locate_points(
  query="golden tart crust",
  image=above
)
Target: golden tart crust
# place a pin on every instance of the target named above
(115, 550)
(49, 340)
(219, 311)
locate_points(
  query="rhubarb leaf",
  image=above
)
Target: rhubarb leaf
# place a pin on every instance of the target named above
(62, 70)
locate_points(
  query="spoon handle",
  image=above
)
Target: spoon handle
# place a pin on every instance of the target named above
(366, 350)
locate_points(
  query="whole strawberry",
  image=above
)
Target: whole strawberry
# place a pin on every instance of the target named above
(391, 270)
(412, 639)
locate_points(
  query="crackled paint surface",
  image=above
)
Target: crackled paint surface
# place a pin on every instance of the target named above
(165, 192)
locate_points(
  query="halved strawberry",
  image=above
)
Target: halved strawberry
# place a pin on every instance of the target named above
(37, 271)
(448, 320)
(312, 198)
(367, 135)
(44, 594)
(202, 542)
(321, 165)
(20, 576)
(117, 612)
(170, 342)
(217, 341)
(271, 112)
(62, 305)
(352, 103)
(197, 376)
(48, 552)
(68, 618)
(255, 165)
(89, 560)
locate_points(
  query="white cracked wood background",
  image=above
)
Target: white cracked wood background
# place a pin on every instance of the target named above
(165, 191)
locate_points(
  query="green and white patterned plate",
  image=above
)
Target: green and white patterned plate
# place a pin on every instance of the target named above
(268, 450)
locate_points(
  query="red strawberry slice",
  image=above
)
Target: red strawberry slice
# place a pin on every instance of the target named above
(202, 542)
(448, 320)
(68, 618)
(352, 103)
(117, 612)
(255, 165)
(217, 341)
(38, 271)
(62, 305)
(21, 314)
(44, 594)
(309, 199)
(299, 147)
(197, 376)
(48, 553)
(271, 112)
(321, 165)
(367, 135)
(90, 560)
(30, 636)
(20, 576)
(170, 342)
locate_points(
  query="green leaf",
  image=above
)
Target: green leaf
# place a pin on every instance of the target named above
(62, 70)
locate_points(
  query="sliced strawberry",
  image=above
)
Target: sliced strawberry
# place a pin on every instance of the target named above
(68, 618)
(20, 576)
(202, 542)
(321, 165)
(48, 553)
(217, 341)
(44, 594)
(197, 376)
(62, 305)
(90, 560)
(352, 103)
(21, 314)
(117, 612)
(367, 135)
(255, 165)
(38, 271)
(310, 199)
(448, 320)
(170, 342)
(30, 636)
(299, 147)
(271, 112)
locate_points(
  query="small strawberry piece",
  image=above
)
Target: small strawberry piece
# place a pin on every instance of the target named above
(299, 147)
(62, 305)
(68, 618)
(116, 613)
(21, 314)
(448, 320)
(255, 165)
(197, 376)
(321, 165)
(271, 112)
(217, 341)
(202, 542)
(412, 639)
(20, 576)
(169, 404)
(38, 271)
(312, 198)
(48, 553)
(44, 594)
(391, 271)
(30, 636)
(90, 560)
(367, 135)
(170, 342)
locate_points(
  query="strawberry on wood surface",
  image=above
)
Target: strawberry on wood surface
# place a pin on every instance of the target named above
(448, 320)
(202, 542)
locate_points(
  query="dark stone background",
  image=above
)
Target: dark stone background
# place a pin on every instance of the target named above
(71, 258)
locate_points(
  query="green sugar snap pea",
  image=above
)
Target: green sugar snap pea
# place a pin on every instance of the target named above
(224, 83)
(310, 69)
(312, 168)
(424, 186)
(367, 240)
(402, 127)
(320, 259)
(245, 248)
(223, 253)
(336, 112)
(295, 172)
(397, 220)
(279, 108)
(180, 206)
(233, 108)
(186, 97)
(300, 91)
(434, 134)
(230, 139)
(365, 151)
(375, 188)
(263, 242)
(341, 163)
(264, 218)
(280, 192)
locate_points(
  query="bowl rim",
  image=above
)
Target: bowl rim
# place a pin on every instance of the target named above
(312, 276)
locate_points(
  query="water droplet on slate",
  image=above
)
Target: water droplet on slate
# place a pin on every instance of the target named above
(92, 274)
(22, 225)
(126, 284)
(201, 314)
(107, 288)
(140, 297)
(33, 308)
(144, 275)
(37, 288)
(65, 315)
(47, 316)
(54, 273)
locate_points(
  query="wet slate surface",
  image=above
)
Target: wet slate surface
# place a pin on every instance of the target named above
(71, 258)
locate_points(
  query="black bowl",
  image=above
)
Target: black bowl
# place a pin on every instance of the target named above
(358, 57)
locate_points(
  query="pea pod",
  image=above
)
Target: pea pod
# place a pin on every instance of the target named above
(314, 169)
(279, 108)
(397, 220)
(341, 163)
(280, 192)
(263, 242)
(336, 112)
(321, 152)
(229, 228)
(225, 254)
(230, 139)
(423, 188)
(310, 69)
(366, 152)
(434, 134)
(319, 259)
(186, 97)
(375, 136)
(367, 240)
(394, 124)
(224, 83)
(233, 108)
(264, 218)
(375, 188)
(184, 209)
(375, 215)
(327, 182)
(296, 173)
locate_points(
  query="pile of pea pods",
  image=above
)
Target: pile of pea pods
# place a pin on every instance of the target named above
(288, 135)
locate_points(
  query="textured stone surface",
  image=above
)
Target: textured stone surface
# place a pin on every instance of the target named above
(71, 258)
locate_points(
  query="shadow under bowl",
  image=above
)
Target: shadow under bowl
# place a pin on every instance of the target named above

==========

* _SHORT PROBLEM_:
Write each line above out exactly.

* _SOLUTION_:
locate_points(
  query="golden tart crust",
  image=above
)
Target: golden tart crust
# place a pin on every instance of the target named above
(115, 550)
(49, 340)
(219, 311)
locate_points(
  query="rhubarb leaf",
  image=above
)
Target: rhubarb leaf
# place a pin on every instance of the target named above
(62, 70)
locate_points(
  query="spoon handle",
  image=above
)
Target: spoon handle
# place a pin on every instance of the target named above
(366, 350)
locate_points(
  query="whole strawberry",
  image=above
)
Target: whole strawberry
# place a pin on every instance of the target named above
(391, 270)
(412, 639)
locate_points(
  query="crackled paint surface",
  image=above
)
Target: crackled paint surface
# place a pin on every instance of the target named above
(165, 192)
locate_points(
  query="halved strawberry",
  image=above
)
Target: halved strawberry
# place a pin on every instance of the target named above
(37, 271)
(448, 320)
(312, 198)
(367, 135)
(44, 594)
(202, 542)
(321, 165)
(20, 576)
(117, 612)
(170, 342)
(217, 341)
(271, 112)
(62, 305)
(352, 103)
(197, 376)
(48, 552)
(68, 618)
(255, 165)
(89, 560)
locate_points(
  query="white cracked wood background",
  image=above
)
Target: white cracked wood background
# place a pin on every instance of the target named above
(165, 191)
locate_points(
  query="green and white patterned plate",
  image=above
)
Target: green and white patterned plate
# place a pin on every instance of the target named above
(268, 450)
locate_points(
  query="red strawberry slice",
  image=above
)
Target: red strawberry slice
# place a pin on every instance of the target named above
(202, 542)
(448, 320)
(68, 618)
(352, 103)
(117, 612)
(255, 165)
(217, 341)
(38, 271)
(62, 305)
(21, 314)
(44, 594)
(309, 199)
(299, 147)
(197, 376)
(48, 553)
(271, 112)
(321, 165)
(367, 135)
(90, 560)
(30, 636)
(20, 576)
(170, 342)
locate_points(
  query="green leaf",
  image=above
)
Target: green leaf
# place a pin on every instance of the target named above
(62, 70)
locate_points(
  query="sliced strawberry",
  image=above
)
Target: sliced strawberry
# place a pin on every instance of the target named above
(68, 618)
(20, 576)
(202, 542)
(321, 165)
(48, 553)
(217, 341)
(44, 594)
(197, 376)
(62, 305)
(90, 560)
(352, 103)
(21, 314)
(117, 612)
(367, 135)
(255, 165)
(38, 271)
(310, 199)
(448, 320)
(170, 342)
(30, 636)
(299, 147)
(271, 112)
locate_points(
  query="small strawberry piece",
  image=above
)
Target: small strawberry piece
# place a pin on every instance of the target named above
(299, 147)
(62, 305)
(68, 618)
(116, 613)
(21, 314)
(448, 320)
(255, 165)
(197, 376)
(321, 165)
(271, 112)
(217, 341)
(202, 542)
(412, 639)
(20, 576)
(169, 404)
(38, 271)
(312, 198)
(48, 553)
(44, 594)
(391, 271)
(30, 636)
(90, 560)
(367, 135)
(170, 342)
locate_points(
  query="strawberry on wood surface",
  image=above
)
Target: strawberry on wood surface
# place a pin on every instance of the target named above
(448, 320)
(202, 542)
locate_points(
  query="dark stone background",
  image=above
)
Target: dark stone background
# place a pin on every instance of the target named above
(71, 258)
locate_points(
  query="green sugar snap pea",
  image=above
)
Target: green sugar snap pea
# place a pin on every instance of the target named above
(224, 83)
(310, 69)
(312, 168)
(424, 186)
(367, 240)
(402, 127)
(320, 259)
(245, 248)
(223, 253)
(336, 112)
(295, 172)
(397, 220)
(279, 108)
(180, 206)
(233, 108)
(186, 97)
(300, 91)
(434, 134)
(230, 139)
(365, 151)
(375, 188)
(263, 242)
(341, 163)
(264, 218)
(280, 192)
locate_points(
  query="bowl rim",
  image=above
)
Target: bowl rim
# place a pin on every instance of the target named above
(312, 276)
locate_points(
  query="water droplet on slate",
  image=above
)
Target: water droplet on slate
# place a pin on every instance of the target named above
(92, 274)
(22, 225)
(126, 284)
(201, 314)
(107, 288)
(140, 297)
(33, 308)
(144, 275)
(37, 288)
(65, 315)
(47, 316)
(54, 273)
locate_points(
  query="wet slate surface",
  image=above
)
Target: wet slate surface
# place a pin on every instance of the target named above
(71, 258)
locate_points(
  query="black bowl",
  image=above
)
Target: black bowl
# place a pin on every instance of the target named above
(358, 57)
locate_points(
  query="pea pod",
  image=above
)
Target: pea pod
# place a pin on every instance of the target named above
(314, 169)
(279, 108)
(397, 220)
(341, 163)
(280, 192)
(263, 242)
(336, 112)
(321, 152)
(229, 228)
(225, 254)
(230, 139)
(423, 188)
(310, 69)
(366, 152)
(434, 134)
(319, 259)
(186, 97)
(375, 136)
(367, 240)
(394, 124)
(224, 83)
(233, 108)
(264, 218)
(375, 188)
(184, 209)
(375, 215)
(327, 182)
(296, 173)
locate_points(
  query="pile of pea pods",
  image=above
)
Target: pile of pea pods
# place a pin on every instance of the target named above
(288, 135)
locate_points(
  query="textured stone surface",
  image=above
)
Target: textured stone surface
# place a pin on every instance of the target named above
(71, 258)
locate_points(
  query="shadow under bowl",
  image=above
)
Target: shadow under bowl
# place a pin on every instance of the target named above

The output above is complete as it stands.